# START OF Document segment
# Newbie advice please



## Maglo (Jan 26, 2017)

Hi holding to buy a gaggia classic but bulk at tgr price a bit I have a nespresso but the coffee tastes rubbish so if I was to invest in a classic would I be getting Starbucks/Nero quality coffee?

Thanks in advance maglo


----------



## MartinB (May 8, 2011)

Depending on skill level you can make better than Starbucks/Nero on a Gaggia Classic with an upgraded steam wand


----------



## mremanxx (Dec 30, 2014)

Wrong place to ask a question like that here to be honest









Those coffee chains are not well quoted here.

To answer your question, yes a Gaggia Classic will make nice coffee, but only if you use nice freshly grounds beans, crap beans crap coffee.

P.S. Welcome.


----------



## Jumbo Ratty (Jan 12, 2015)

Maglo said:


> Hi holding to buy a gaggia classic but bulk at tgr price a bit I have a nespresso but the coffee tastes rubbish so if I was to invest in a classic would I be getting Starbucks/Nero quality coffee?
> 
> Thanks in advance maglo


It's all going to depend on what beans you use if you want to replicate starbucks / neros.

You will have to buy what is considered to be a decent grinder too.

Not good news if you're struggling to come to terms with stumping up the cash a new classic costs


----------



## Mrboots2u (May 10, 2013)

Take some time to learn how to make coffee, get a decent grinder , some scales , few other bit and bobs ( tamper , milk jug , knock box ) and have some patience, great coffee might not come straight away, but more than likely will be better than starbucks anyway.

If you just wanna buy a classic and use pre ground and press a button , then it ain't the set up for you.

Whats up with the nespresso anyway , you should be able to get a decent drink from it .


----------



## GrowlingDog (Apr 10, 2016)

What type of coffee do you like to drink. I use an Aeropress at work with good quality beans that I grind fresh each morning. That makes me a better coffee than I can get from the on site Costa. I drink all coffee black. If frothing milk is your thing then the Aeropress won't help you.


----------



## Maglo (Jan 26, 2017)

Thanks for advice can't get a strong enough cup out of nespresso or not rich enough in flavour also loads of waste plastic only stated Starbucks etc as the nespresso is nowhere near as rich and can't really be doing anything wrong it's just plug and play really also not really hot enough thanks guys all I'm after really is a good strong flat white


----------



## Robbo (Feb 17, 2016)
# END OF Document segment
# START OF Entries provided
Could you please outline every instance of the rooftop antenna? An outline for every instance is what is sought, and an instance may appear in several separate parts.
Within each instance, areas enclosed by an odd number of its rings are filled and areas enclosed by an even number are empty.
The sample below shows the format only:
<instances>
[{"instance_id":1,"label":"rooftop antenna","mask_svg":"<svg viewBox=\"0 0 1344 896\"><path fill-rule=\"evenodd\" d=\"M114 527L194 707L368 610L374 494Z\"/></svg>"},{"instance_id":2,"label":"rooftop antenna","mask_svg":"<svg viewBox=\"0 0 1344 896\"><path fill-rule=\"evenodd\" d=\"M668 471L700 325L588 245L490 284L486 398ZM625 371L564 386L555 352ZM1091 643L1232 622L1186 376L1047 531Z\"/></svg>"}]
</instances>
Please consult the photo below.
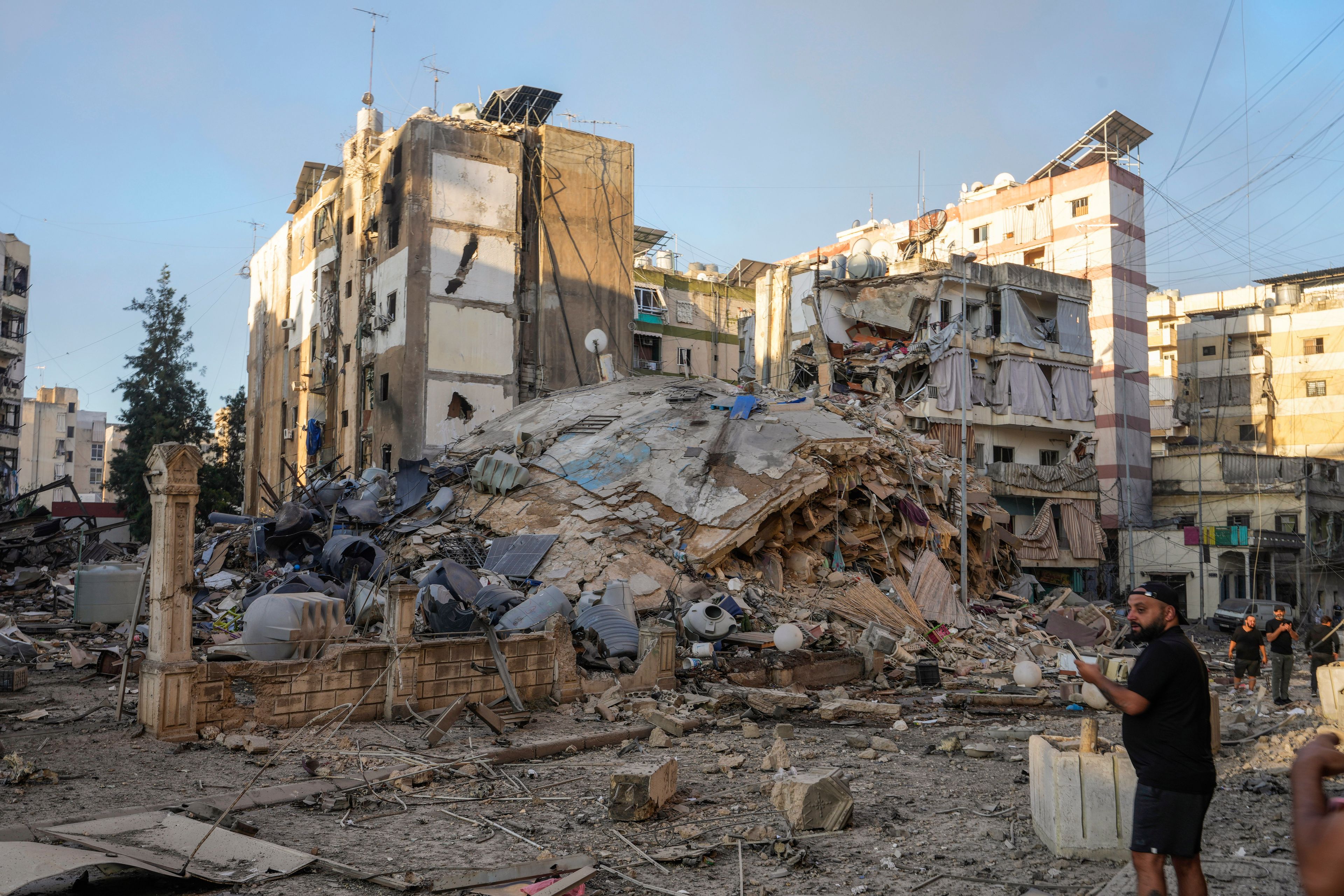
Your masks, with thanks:
<instances>
[{"instance_id":1,"label":"rooftop antenna","mask_svg":"<svg viewBox=\"0 0 1344 896\"><path fill-rule=\"evenodd\" d=\"M597 134L597 126L598 125L613 125L616 128L624 128L625 126L625 125L622 125L620 122L616 122L616 121L599 121L597 118L579 118L578 113L574 113L574 111L558 111L555 114L564 116L566 118L570 120L571 125L573 124L593 125L593 133L594 134Z\"/></svg>"},{"instance_id":2,"label":"rooftop antenna","mask_svg":"<svg viewBox=\"0 0 1344 896\"><path fill-rule=\"evenodd\" d=\"M438 51L435 50L434 52L429 54L427 56L421 58L421 62L425 62L425 59L433 59L434 63L438 64ZM448 69L435 69L434 66L425 66L425 69L427 69L429 71L434 73L434 114L437 116L438 114L438 77L441 74L446 75L446 74L449 74L449 71L448 71Z\"/></svg>"},{"instance_id":3,"label":"rooftop antenna","mask_svg":"<svg viewBox=\"0 0 1344 896\"><path fill-rule=\"evenodd\" d=\"M355 12L363 12L368 16L368 91L364 94L364 105L374 105L374 42L378 39L378 20L386 19L382 12L374 12L372 9L360 9L359 7L351 7Z\"/></svg>"},{"instance_id":4,"label":"rooftop antenna","mask_svg":"<svg viewBox=\"0 0 1344 896\"><path fill-rule=\"evenodd\" d=\"M249 255L247 261L243 263L243 266L241 269L238 269L238 275L242 277L243 279L247 279L247 278L251 277L251 258L253 258L253 255L257 254L257 228L258 227L265 227L266 224L258 223L255 220L241 220L238 223L239 224L251 224L251 228L253 228L253 251L251 251L251 255Z\"/></svg>"}]
</instances>

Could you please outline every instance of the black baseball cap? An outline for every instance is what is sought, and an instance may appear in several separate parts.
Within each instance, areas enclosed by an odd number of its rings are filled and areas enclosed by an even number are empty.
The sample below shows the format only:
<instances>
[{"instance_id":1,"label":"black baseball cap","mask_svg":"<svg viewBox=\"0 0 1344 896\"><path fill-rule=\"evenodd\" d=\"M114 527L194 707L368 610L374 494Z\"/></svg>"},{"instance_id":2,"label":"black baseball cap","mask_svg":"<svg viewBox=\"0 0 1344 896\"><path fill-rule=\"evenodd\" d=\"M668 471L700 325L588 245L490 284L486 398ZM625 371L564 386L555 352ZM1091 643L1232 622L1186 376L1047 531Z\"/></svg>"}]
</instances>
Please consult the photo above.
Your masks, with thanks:
<instances>
[{"instance_id":1,"label":"black baseball cap","mask_svg":"<svg viewBox=\"0 0 1344 896\"><path fill-rule=\"evenodd\" d=\"M1161 600L1163 603L1169 603L1176 611L1176 621L1183 626L1189 625L1185 614L1180 611L1180 606L1176 603L1176 591L1169 584L1163 584L1161 582L1145 582L1130 591L1130 594L1142 594L1144 596Z\"/></svg>"}]
</instances>

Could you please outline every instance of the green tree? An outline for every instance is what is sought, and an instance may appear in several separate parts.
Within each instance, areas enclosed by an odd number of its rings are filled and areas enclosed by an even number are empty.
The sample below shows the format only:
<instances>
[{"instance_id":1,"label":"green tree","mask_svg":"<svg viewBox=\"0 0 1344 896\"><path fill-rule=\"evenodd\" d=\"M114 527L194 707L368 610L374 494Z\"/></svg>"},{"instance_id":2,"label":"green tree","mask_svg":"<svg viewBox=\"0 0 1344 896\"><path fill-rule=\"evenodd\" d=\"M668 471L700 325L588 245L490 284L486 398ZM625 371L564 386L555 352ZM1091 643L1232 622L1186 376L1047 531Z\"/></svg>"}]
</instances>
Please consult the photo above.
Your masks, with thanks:
<instances>
[{"instance_id":1,"label":"green tree","mask_svg":"<svg viewBox=\"0 0 1344 896\"><path fill-rule=\"evenodd\" d=\"M243 504L243 450L247 443L247 391L239 386L222 395L224 406L215 418L215 442L200 469L200 500L196 513L204 520L211 510L239 513Z\"/></svg>"},{"instance_id":2,"label":"green tree","mask_svg":"<svg viewBox=\"0 0 1344 896\"><path fill-rule=\"evenodd\" d=\"M130 523L130 536L149 539L149 493L145 490L145 458L160 442L202 445L211 435L206 390L191 380L191 330L187 329L187 297L177 297L168 265L159 273L157 289L145 289L129 312L144 314L145 337L140 351L126 356L126 376L117 383L125 402L124 446L112 458L109 482L117 506Z\"/></svg>"}]
</instances>

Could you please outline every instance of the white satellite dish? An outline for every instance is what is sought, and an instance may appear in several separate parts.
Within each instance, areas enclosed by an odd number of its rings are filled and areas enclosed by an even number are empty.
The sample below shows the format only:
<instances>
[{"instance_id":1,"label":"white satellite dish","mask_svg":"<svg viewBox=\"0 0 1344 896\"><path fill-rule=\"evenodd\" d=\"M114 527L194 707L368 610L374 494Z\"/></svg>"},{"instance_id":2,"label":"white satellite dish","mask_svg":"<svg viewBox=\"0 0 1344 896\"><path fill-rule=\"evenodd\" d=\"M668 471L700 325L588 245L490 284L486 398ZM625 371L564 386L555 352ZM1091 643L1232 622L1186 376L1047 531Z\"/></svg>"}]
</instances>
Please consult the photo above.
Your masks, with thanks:
<instances>
[{"instance_id":1,"label":"white satellite dish","mask_svg":"<svg viewBox=\"0 0 1344 896\"><path fill-rule=\"evenodd\" d=\"M606 333L599 329L589 330L589 334L583 337L583 348L594 355L601 355L606 351Z\"/></svg>"}]
</instances>

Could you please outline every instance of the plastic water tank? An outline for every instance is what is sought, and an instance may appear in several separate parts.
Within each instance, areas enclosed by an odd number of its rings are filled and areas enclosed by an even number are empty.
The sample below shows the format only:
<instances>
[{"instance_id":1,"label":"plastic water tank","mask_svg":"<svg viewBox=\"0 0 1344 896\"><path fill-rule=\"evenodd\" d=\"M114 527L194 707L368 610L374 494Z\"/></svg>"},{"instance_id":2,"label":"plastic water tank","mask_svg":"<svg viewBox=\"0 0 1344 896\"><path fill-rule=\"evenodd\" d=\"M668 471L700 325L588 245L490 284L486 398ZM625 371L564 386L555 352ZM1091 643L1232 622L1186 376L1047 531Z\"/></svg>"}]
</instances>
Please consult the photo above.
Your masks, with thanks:
<instances>
[{"instance_id":1,"label":"plastic water tank","mask_svg":"<svg viewBox=\"0 0 1344 896\"><path fill-rule=\"evenodd\" d=\"M597 603L579 614L574 625L581 629L594 629L606 643L606 650L613 657L640 656L640 627L625 618L613 606Z\"/></svg>"},{"instance_id":2,"label":"plastic water tank","mask_svg":"<svg viewBox=\"0 0 1344 896\"><path fill-rule=\"evenodd\" d=\"M99 563L75 568L75 622L120 623L136 611L138 563Z\"/></svg>"},{"instance_id":3,"label":"plastic water tank","mask_svg":"<svg viewBox=\"0 0 1344 896\"><path fill-rule=\"evenodd\" d=\"M564 592L552 584L501 615L495 627L505 631L535 631L556 613L569 619L573 615L573 607L570 607L570 599L564 596Z\"/></svg>"}]
</instances>

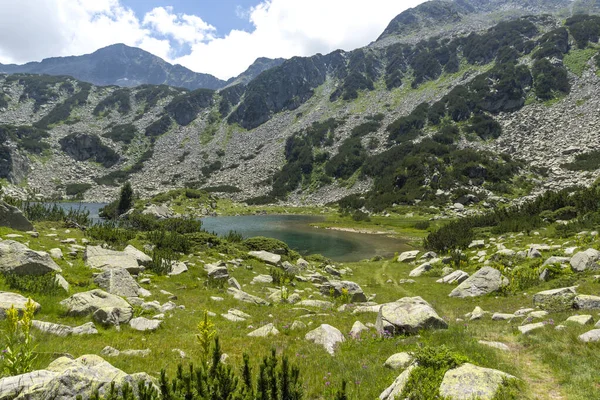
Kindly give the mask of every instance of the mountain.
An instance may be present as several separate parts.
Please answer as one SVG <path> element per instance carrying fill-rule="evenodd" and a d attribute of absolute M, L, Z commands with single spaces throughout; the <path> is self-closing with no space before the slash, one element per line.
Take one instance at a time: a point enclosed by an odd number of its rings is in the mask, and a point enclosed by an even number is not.
<path fill-rule="evenodd" d="M 0 77 L 0 177 L 54 197 L 130 180 L 371 211 L 590 183 L 600 18 L 575 13 L 594 7 L 432 1 L 369 46 L 259 59 L 218 92 Z"/>
<path fill-rule="evenodd" d="M 171 65 L 147 51 L 124 44 L 114 44 L 83 56 L 47 58 L 24 65 L 0 65 L 0 72 L 69 75 L 100 86 L 152 84 L 191 90 L 225 86 L 225 81 L 212 75 Z"/>
<path fill-rule="evenodd" d="M 83 56 L 46 58 L 41 62 L 23 65 L 0 64 L 0 73 L 66 75 L 98 86 L 133 87 L 150 84 L 190 90 L 217 90 L 228 85 L 245 85 L 261 72 L 279 66 L 284 61 L 283 58 L 261 57 L 239 76 L 223 81 L 209 74 L 193 72 L 179 64 L 169 64 L 142 49 L 114 44 Z"/>
<path fill-rule="evenodd" d="M 246 71 L 242 72 L 240 75 L 231 78 L 227 81 L 227 86 L 235 86 L 235 85 L 247 85 L 256 78 L 258 75 L 263 73 L 266 70 L 271 68 L 275 68 L 280 66 L 285 62 L 285 58 L 266 58 L 259 57 L 246 69 Z"/>

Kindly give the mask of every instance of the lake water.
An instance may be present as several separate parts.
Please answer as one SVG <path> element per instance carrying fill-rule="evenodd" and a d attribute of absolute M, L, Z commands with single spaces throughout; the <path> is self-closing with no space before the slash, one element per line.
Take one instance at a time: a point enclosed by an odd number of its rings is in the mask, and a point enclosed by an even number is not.
<path fill-rule="evenodd" d="M 98 213 L 105 203 L 56 203 L 65 210 L 89 210 L 92 221 L 99 221 Z M 341 232 L 317 229 L 311 223 L 322 221 L 308 215 L 247 215 L 235 217 L 207 217 L 202 228 L 217 235 L 236 231 L 249 238 L 265 236 L 279 239 L 302 255 L 322 254 L 338 262 L 359 261 L 375 256 L 391 257 L 395 252 L 409 250 L 406 243 L 385 235 Z"/>
<path fill-rule="evenodd" d="M 385 235 L 341 232 L 310 226 L 318 221 L 322 221 L 322 218 L 306 215 L 207 217 L 202 219 L 202 228 L 218 235 L 236 231 L 244 238 L 272 237 L 287 243 L 300 254 L 322 254 L 341 262 L 375 256 L 391 257 L 395 252 L 408 249 L 405 242 Z"/>

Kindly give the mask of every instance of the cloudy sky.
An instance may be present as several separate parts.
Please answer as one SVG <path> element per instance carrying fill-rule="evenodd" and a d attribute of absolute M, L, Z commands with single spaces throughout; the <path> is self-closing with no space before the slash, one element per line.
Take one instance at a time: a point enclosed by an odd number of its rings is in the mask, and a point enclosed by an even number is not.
# END OF Entries provided
> [Problems and tasks]
• A. Write out the part of the forum thread that begins with the words "## GrowlingDog (Apr" and ends with "won't help you.", swapping "Aeropress" for "French press".
• B. From the records, retype the part that begins with the line containing "Kindly give the mask of every instance of the mountain." and ends with the line containing "246 71 L 242", both lines included.
The forum thread and the records are separate material.

> [Solutions to the exercise]
• A.
## GrowlingDog (Apr 10, 2016)

What type of coffee do you like to drink. I use an French press at work with good quality beans that I grind fresh each morning. That makes me a better coffee than I can get from the on site Costa. I drink all coffee black. If frothing milk is your thing then the French press won't help you.

• B.
Kindly give the mask of every instance of the mountain.
An instance may be present as several separate parts.
Please answer as one SVG <path> element per instance carrying fill-rule="evenodd" and a d attribute of absolute M, L, Z commands with single spaces throughout; the <path> is self-closing with no space before the slash, one element per line.
Take one instance at a time: a point enclosed by an odd number of its rings is in the mask, and a point enclosed by an even number is not.
<path fill-rule="evenodd" d="M 0 77 L 0 177 L 54 197 L 130 180 L 371 211 L 590 183 L 600 18 L 575 13 L 594 7 L 432 1 L 369 46 L 259 59 L 218 92 Z"/>
<path fill-rule="evenodd" d="M 171 65 L 147 51 L 124 44 L 114 44 L 83 56 L 47 58 L 24 65 L 0 65 L 0 72 L 69 75 L 100 86 L 152 84 L 191 90 L 225 86 L 225 81 L 212 75 Z"/>
<path fill-rule="evenodd" d="M 83 56 L 46 58 L 41 62 L 23 65 L 0 64 L 0 73 L 66 75 L 98 86 L 133 87 L 150 84 L 190 90 L 217 90 L 228 85 L 245 85 L 261 72 L 279 66 L 284 61 L 283 58 L 261 57 L 239 76 L 223 81 L 209 74 L 193 72 L 179 64 L 169 64 L 142 49 L 114 44 Z"/>
<path fill-rule="evenodd" d="M 246 71 L 242 72 L 240 75 L 231 78 L 227 81 L 227 86 L 235 86 L 235 85 L 247 85 L 256 78 L 258 75 L 263 73 L 266 70 L 271 68 L 275 68 L 280 66 L 285 62 L 285 58 L 266 58 L 259 57 L 246 69 Z"/>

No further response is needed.